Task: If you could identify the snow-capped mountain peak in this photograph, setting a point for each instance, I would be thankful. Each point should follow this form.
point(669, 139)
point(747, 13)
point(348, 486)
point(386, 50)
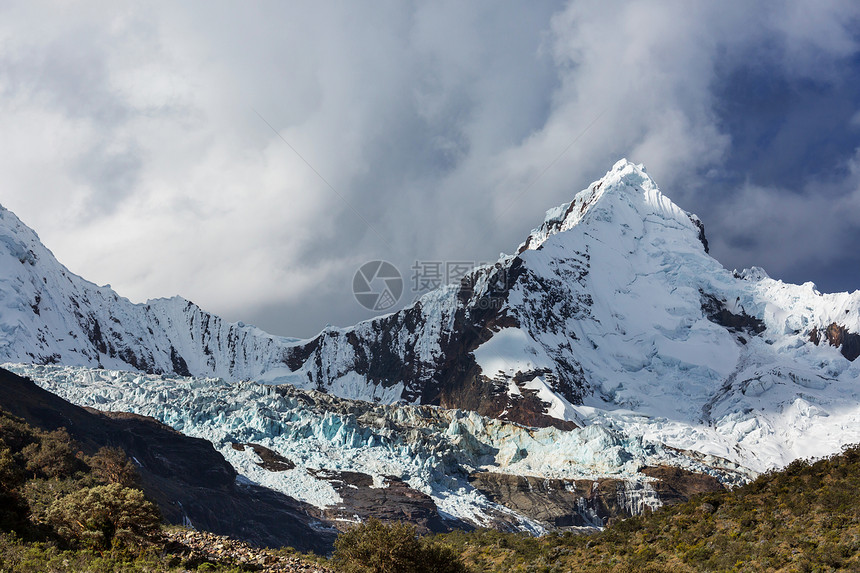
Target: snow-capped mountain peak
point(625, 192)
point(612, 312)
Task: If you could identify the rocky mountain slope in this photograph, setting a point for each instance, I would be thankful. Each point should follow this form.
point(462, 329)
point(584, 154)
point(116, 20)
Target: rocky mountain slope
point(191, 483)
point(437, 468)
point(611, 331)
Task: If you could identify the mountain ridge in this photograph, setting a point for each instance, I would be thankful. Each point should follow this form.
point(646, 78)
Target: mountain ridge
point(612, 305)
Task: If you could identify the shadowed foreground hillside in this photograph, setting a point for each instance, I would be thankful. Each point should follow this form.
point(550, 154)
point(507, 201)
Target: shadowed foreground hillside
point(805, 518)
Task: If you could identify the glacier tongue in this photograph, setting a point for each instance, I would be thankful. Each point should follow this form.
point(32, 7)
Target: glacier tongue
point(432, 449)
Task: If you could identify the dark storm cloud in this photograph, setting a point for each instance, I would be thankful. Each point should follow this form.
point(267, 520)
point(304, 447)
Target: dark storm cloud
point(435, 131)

★ ★ ★ ★ ★ ★ ★

§ WORK ITEM
Without including the pictures, reproduce all entries exactly.

§ PROBLEM SOLUTION
Task: If you could identify the snow-capped mountain peak in this photograph, setting a point for each instance, I would be thankful. Each point should follow this form.
point(669, 139)
point(747, 13)
point(348, 486)
point(386, 50)
Target: snow-capped mountain peak
point(625, 192)
point(612, 312)
Task: If you could identify the rocky mountain slope in this photograph, setting a point for each instance, I would be thankful. Each point should follow this form.
point(462, 329)
point(584, 154)
point(116, 20)
Target: rocky mountain slope
point(191, 483)
point(437, 468)
point(611, 331)
Task: If you could identify the mountain ridge in this photograph, setting a point for each instance, I would be thankful. Each point should follow this form.
point(646, 78)
Target: mountain ridge
point(612, 305)
Task: If you could identify the shadowed foreground hillside in this photograph, setting a point for each instance, I would be thankful. Each point should follow this form.
point(550, 154)
point(507, 201)
Target: shadowed foreground hillside
point(805, 518)
Task: If you could identify the glacier tongue in this photograph, setting a point for each instance, I would be thankful. Each point should follow this form.
point(32, 7)
Target: glacier tongue
point(432, 449)
Task: If you could identify the dark storm cloud in this photograph, setting a point for each instance, I would be thankful. Each point should follow this form.
point(267, 520)
point(304, 447)
Target: dark storm cloud
point(435, 131)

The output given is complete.